→ TEXTO FORNECIDO
★ ★ ★ ★

Obra retrata EUA como playground perverso

Toni Marques reaviva libertinagem de Miller e Bataille ao narrar armadilhas de imigrantes brasileiros no país

NELSON DE OLIVEIRA
ESPECIAL PARA A FOLHA

Nas quatro narrativas de "O Beijo Infame", os Estados Unidos surgem como um parque de diversões perverso. Sua fachada é luminosa e vibrante, mas apenas os brinquedos mais ferinos ainda funcionam.

Nesse parque, sexo é dinheiro, e o ingresso, às vezes, sai caro.

As histórias de Toni Marques -ex-correspondente do jornal "O Globo" em Nova York- jogam luz nas armadilhas que a volúpia e a ambição costumam espalhar ao redor de imigrantes brasileiros.

No primeiro conto do livro, um pintor de paredes navega em sites de sexo à procura de "uma gringa carente e rica, muito a fim de dar dinheiro ao amante".

Sua rotina é sem graça. Ele não domina o inglês e mora com outros dez imigrantes, todos ilegais. Parte do dinheiro que recebe envia para a mulher no Brasil. Uma vidinha besta.

Sorte que os sites de sexo acenam com novas experiências: fantasia de estupro, brincadeira com arma, amarração japonesa, servidão forçada etc.

O protagonista da segunda história é financeiramente mais bem-sucedido: um micro-empresário da construção civil, casado, há dez anos nos Estados Unidos.

Mas o sucesso na América não afastou o tédio do papai-mamãe costumeiro. Para apimentar o casamento, ele leva para casa uma porto-riquenha gótica e safada.

SADOMASOQUIMSO

A narrativa seguinte -a menos interessante do conjunto-, traz um banqueiro de meia-idade envolvido com "uma mulher que professava a bruxaria, na tradição Wiccan". A bruxa new wave tem uma filha de dez anos.

★ ★ ★ ★

→ TRECHOS DOS DADOS

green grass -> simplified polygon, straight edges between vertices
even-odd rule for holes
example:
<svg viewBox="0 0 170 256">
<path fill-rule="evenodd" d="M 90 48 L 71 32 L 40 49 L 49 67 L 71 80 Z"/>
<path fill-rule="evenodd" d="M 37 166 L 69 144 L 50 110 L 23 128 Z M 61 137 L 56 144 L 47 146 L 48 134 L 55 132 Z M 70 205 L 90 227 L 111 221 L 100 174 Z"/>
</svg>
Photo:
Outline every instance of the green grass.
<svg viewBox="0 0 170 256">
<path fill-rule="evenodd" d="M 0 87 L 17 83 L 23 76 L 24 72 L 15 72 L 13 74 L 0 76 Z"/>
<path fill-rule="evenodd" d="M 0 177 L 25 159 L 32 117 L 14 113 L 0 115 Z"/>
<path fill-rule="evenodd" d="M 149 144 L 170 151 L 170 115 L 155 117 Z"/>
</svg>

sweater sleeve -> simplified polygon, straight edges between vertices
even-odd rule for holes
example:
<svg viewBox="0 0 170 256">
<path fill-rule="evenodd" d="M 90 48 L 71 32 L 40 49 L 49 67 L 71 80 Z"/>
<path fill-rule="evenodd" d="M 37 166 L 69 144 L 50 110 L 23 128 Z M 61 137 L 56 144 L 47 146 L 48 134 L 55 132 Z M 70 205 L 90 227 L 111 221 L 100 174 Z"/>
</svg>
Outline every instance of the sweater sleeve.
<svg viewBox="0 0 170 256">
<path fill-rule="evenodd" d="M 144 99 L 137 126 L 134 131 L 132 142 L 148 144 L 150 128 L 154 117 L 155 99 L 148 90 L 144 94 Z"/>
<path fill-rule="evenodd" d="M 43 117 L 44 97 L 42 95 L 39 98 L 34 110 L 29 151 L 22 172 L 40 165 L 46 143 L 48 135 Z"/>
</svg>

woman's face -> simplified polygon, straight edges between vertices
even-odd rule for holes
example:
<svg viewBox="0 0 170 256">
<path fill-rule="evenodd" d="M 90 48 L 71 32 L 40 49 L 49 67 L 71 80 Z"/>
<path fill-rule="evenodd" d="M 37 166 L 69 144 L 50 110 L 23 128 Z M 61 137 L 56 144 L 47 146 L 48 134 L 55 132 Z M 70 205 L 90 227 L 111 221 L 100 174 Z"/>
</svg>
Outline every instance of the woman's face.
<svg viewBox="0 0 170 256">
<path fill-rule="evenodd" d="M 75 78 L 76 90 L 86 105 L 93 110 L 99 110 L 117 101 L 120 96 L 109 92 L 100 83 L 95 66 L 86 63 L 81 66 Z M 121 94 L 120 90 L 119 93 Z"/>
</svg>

★ ★ ★ ★

→ TAREFAS DO EXERCÍCIO
a - Diga se cada afirmação concorda com a resenha sobre "O Beijo Infame", respondendo sim ou não e citando literalmente as palavras da resenha que decidem: (i) o livro reúne quatro narrativas; (ii) o pintor de paredes domina o inglês; (iii) o micro-empresário da segunda história vive há cinco anos nos Estados Unidos.
b - Escreva a continuação da resenha sobre "O Beijo Infame" a partir da última frase apresentada.

→ RESPOSTAS POR TAREFA
a -
(i) Sim: "Nas quatro narrativas de "O Beijo Infame"".
(ii) Não: "Ele não domina o inglês".
(iii) Não: "há dez anos nos Estados Unidos".

b -
Esse conto talvez rendesse mais se a menina, geniazinha excêntrica, tivesse mais páginas para se desenvolver.

"O Beijo Infame" termina com a história da ex-miss Beleza Mineira, agora só mais uma prostituta perdida na cidade de Nova Jersey.

Seu plano é conseguir o "green card" casando-se, quem sabe, com um comerciante, "que ela é boa de comércio".

Até o dia em que encontra "um milagre da natureza": um policial sadomasoquista com um detalhe anatômico bastante raro.

Juntando imigração e perversão, Toni Marques persegue a economia erótica do mal, sobre a qual falava Georges Bataille.

É certo que a sagração do erotismo e da pornografia é sempre mais intensa em épocas de censura cerrada.

Quando foram lançados, os livros proibidos de Bataille e Henry Miller produziram um efeito único, que ninguém, hoje, está em condições de experimentar. Porém, em seu novo livro, Toni Marques consegue reavivar aquela libertinagem gostosa.

Mesmo em tempos de liberdade, sua pior inimiga.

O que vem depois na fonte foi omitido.